◆ TASK INSTRUCTIONS
Please copy out the listing below in full and exactly.

<<<<

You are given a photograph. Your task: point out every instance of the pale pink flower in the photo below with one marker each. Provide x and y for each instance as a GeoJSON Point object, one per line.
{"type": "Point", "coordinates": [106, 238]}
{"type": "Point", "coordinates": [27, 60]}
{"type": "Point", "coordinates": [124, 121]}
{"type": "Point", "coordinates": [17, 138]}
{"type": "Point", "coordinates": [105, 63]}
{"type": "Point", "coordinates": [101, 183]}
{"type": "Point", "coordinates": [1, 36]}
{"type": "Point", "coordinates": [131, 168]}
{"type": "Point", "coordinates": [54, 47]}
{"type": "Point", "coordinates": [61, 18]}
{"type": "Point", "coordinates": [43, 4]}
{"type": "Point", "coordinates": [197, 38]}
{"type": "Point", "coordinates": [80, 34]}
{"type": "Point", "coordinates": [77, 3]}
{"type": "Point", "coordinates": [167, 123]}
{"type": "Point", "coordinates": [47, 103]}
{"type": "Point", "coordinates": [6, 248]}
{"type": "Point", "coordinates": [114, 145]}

>>>>

◆ RESULT OF THIS TASK
You are given a photograph. Your task: point out every instance of the pale pink flower in the photo below with one marker each. Provide x and y for each instance as a GeoJSON Point object, one per line.
{"type": "Point", "coordinates": [106, 238]}
{"type": "Point", "coordinates": [27, 60]}
{"type": "Point", "coordinates": [124, 121]}
{"type": "Point", "coordinates": [17, 138]}
{"type": "Point", "coordinates": [105, 63]}
{"type": "Point", "coordinates": [101, 183]}
{"type": "Point", "coordinates": [1, 36]}
{"type": "Point", "coordinates": [131, 168]}
{"type": "Point", "coordinates": [54, 47]}
{"type": "Point", "coordinates": [61, 18]}
{"type": "Point", "coordinates": [43, 4]}
{"type": "Point", "coordinates": [197, 38]}
{"type": "Point", "coordinates": [80, 34]}
{"type": "Point", "coordinates": [77, 3]}
{"type": "Point", "coordinates": [167, 123]}
{"type": "Point", "coordinates": [47, 103]}
{"type": "Point", "coordinates": [6, 248]}
{"type": "Point", "coordinates": [114, 145]}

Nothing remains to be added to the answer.